### Taakvereisten
Welke regels in het materiaal hieronder bevatten het woord "window"? Zoek ze op en neem elk daarvan volledig over.
┌─ Aangeleverd materiaal
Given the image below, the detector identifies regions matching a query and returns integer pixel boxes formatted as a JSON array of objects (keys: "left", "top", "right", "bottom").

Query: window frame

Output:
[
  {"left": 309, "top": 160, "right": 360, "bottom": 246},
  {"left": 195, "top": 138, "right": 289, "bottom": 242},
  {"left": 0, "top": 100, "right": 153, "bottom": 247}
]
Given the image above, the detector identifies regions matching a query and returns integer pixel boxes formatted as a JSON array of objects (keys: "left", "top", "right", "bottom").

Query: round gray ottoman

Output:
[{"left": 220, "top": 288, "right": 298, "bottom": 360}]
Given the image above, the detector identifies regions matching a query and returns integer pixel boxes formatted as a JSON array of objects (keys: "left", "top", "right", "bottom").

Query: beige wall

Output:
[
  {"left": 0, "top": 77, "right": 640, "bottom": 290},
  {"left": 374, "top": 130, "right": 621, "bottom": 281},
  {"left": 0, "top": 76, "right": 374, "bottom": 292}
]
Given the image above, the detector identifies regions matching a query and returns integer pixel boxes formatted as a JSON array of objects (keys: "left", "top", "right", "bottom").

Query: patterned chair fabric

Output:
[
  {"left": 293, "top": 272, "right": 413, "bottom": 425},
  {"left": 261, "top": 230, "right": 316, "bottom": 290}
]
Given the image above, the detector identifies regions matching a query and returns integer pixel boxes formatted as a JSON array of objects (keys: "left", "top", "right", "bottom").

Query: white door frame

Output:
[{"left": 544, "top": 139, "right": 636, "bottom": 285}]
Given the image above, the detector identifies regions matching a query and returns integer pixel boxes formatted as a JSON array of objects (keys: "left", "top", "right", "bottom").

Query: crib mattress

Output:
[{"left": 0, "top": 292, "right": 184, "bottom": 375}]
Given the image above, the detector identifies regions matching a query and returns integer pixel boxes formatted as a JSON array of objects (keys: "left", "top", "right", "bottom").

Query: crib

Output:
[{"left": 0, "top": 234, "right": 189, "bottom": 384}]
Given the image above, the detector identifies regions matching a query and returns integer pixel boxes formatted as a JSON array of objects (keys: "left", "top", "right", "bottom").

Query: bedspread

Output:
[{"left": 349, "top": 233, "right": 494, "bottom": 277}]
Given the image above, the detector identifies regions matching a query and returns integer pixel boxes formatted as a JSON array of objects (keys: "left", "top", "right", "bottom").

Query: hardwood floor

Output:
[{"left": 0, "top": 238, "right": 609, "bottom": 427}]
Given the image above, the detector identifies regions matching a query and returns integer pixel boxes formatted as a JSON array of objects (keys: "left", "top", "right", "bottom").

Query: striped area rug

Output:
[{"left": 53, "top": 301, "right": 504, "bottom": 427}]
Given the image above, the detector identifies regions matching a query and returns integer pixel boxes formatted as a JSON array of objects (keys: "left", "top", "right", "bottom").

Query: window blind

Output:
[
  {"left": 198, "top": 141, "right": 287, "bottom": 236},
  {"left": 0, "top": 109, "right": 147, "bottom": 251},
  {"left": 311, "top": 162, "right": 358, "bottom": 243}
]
└─
### Afgerond antwoord
Query: window frame
Query: window blind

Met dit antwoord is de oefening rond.